**Task brief:**
Copy every line of the entries below, with each x and y vertex coordinate in the mask outlines increased by 51 and all other text left as is.

**Material provided:**
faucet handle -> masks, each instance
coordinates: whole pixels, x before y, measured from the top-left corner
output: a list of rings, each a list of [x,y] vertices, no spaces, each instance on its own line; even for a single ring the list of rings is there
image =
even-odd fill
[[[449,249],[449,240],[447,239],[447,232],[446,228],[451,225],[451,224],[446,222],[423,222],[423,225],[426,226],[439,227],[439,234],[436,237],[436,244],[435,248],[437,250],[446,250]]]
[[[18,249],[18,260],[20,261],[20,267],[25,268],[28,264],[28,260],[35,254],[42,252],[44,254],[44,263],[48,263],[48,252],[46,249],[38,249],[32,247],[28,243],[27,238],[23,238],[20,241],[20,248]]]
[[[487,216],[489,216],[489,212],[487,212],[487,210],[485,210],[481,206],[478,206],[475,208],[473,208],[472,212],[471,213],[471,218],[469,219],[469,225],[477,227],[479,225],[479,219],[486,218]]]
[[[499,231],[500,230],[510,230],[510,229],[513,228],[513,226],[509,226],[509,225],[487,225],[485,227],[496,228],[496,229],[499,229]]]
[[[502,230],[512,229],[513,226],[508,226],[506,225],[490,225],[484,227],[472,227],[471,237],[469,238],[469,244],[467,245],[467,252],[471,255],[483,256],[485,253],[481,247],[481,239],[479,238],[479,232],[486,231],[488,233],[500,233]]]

**Answer for the task:**
faucet handle -> masks, each instance
coordinates: whole pixels, x before y, measured from the top-left corner
output: a list of rings, each a list of [x,y] vertices, no spaces, each instance on its own line; even for a single ring the list of rings is there
image =
even-odd fill
[[[500,300],[500,291],[498,290],[498,283],[497,279],[502,276],[502,275],[497,273],[474,273],[474,276],[477,277],[490,278],[490,285],[487,288],[487,295],[486,299],[488,301],[497,301]]]
[[[69,300],[69,311],[71,312],[71,318],[76,319],[79,315],[79,311],[86,305],[93,303],[95,305],[95,314],[99,314],[99,303],[97,300],[89,300],[83,298],[79,294],[78,289],[74,289],[71,292],[71,299]]]
[[[538,267],[540,267],[540,263],[538,263],[538,261],[536,261],[532,257],[529,257],[526,259],[524,259],[523,263],[522,264],[522,269],[520,270],[520,276],[528,278],[530,276],[530,270],[537,269]]]
[[[550,282],[551,281],[561,281],[561,280],[564,279],[564,277],[560,277],[560,276],[538,276],[536,278],[547,279],[547,280],[550,280]]]
[[[553,281],[563,280],[564,277],[559,277],[557,276],[541,276],[535,278],[523,278],[522,288],[520,289],[520,295],[518,296],[518,303],[522,306],[534,307],[536,304],[532,298],[532,290],[530,289],[530,283],[537,282],[539,284],[551,284]]]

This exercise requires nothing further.